| SHORT TASK A |
In the aic7xxx thread, why does the quoted reply say that people have no choice but to ask the driver maintainer directly? Answer in one to three sentences.
| SHORT TASK B |
Repeat the stretch of the aic7xxx thread from "I would say" through "offends your sensibilities.".
| SHORT TASK C |
In the aic7xxx thread, shorten the paragraph that begins "99% of the problems have to do with broken interrupt routing" and keep its main facts.

| SELECTED EXTRACT |
· · · · · · ·
I would say that the interrupt code of the aic in itself is therefore ok with
SMP. If it were a SMP race condition inside the interrupt routine this test
should have been ok (as only one CPU is used).
Regards,
Stephan
>> I never said that it wasn't serios, I just haven't seen any indication
>> that this problem is caused by my driver. There is a big difference.
>> If your complaint is that I typically help people to solve their problems
>> *off-list*, then I'm sorry if that offends your sensibilities.
>
> It does not offend my sensibilities, it is simply damaging the available
> information about typical problems and their solving. If you don't do it open,
> there is no way for others to follow your thoughts and debugging and therefore
> you are confronted hundred times with the same questions. People have no
> choice but asking you, because your debugging cases are hidden.
99% of the problems have to do with broken interrupt routing. There is
plenty of information about this issue on the mailing lists, but people
still ask me. It seems that SCSI is suitably complex for the common
user that even when the driver explictly tells you "your drive is dying",
I get email asking how I can fix my driver so that their drive doesn't
die. The same is true if you look at the large body of dump card state
information that people have posted from the aic7xxx and aic79xx drivers
to this list. Anyone who gets this type of output seems to think that
their problem must be the same as any other person that gets a dump
card state. I don't think that any amount of posting information about
how I decifer what the registers are telling me will cut down on this
confusion.
>> I'm just sick of being blamed for anything that goes wrong on any system
>> that happens to have an aic7xxx controller in it. 99% or the time its
>> not my fault, but I suppose since I debug and resolve these issues off
>> list for people that contact me, the general assumption is that these
>> issues are the aic7xxx driver's fault.
>
> No, you produce your own problem. You cannot help every single who has a
> problem around his box/aic. This is impossible. So you have to create a
> valuable information basis others can read and think about. This is most
> simply done by debugging problems _openly_.
I just don't believe that this is true. Most of the questions that people
email me directly are questions that are easily answered by a google search.
· · · · · · ·
| STORED DATA |
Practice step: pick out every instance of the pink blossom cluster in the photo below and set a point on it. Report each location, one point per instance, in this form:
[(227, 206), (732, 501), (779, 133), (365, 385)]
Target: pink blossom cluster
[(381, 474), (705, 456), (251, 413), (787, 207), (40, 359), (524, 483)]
· · · · · · ·
| CORRECT RESULT A |
The maintainer helps people solve their problems off-list, so those debugging cases are hidden and others cannot follow the reasoning or the debugging. With no open record to consult, people have to ask the maintainer. As a result, the maintainer is confronted hundreds of times with the same questions.

| CORRECT RESULT B |
I would say that the interrupt code of the aic in itself is therefore ok with
SMP. If it were a SMP race condition inside the interrupt routine this test
should have been ok (as only one CPU is used).
Regards,
Stephan
>> I never said that it wasn't serios, I just haven't seen any indication
>> that this problem is caused by my driver. There is a big difference.
>> If your complaint is that I typically help people to solve their problems
>> *off-list*, then I'm sorry if that offends your sensibilities.

| CORRECT RESULT C |
Nearly all of the problems come from broken interrupt routing, and people still ask me even though the mailing lists cover the issue well. SCSI is complex enough that users write to ask me to fix my driver even when it explicitly says "your drive is dying." Likewise, anyone who gets dump card state output from the aic7xxx or aic79xx drivers assumes the problem is the same as everyone else's. I doubt that posting how I decipher the registers would reduce this confusion.